Extracted data:

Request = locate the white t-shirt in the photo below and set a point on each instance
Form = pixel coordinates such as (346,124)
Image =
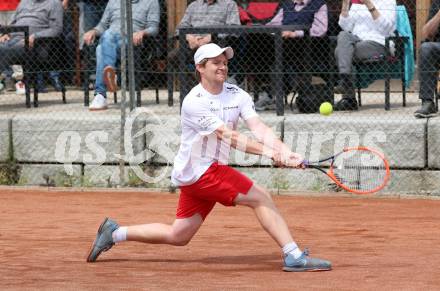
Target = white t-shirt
(202,113)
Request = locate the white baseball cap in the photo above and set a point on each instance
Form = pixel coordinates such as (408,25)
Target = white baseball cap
(211,50)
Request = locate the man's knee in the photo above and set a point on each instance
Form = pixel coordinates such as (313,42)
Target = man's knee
(343,36)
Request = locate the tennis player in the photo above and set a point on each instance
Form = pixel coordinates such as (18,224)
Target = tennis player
(209,118)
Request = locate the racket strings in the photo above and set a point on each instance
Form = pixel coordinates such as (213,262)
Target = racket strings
(360,170)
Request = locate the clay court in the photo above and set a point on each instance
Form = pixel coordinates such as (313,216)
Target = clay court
(373,243)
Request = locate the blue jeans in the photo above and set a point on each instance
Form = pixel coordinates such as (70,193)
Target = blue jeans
(107,54)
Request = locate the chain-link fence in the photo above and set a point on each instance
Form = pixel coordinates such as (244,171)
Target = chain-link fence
(290,56)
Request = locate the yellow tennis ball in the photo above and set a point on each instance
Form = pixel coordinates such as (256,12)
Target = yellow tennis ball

What you are asked to do: Reproduce verbatim everything from the line containing "Request = locate the yellow" down to the end of the records.

Completed task:
Request = locate the yellow tennis ball in the photo above and set a point on each instance
Form = pixel coordinates such as (256,12)
Target = yellow tennis ball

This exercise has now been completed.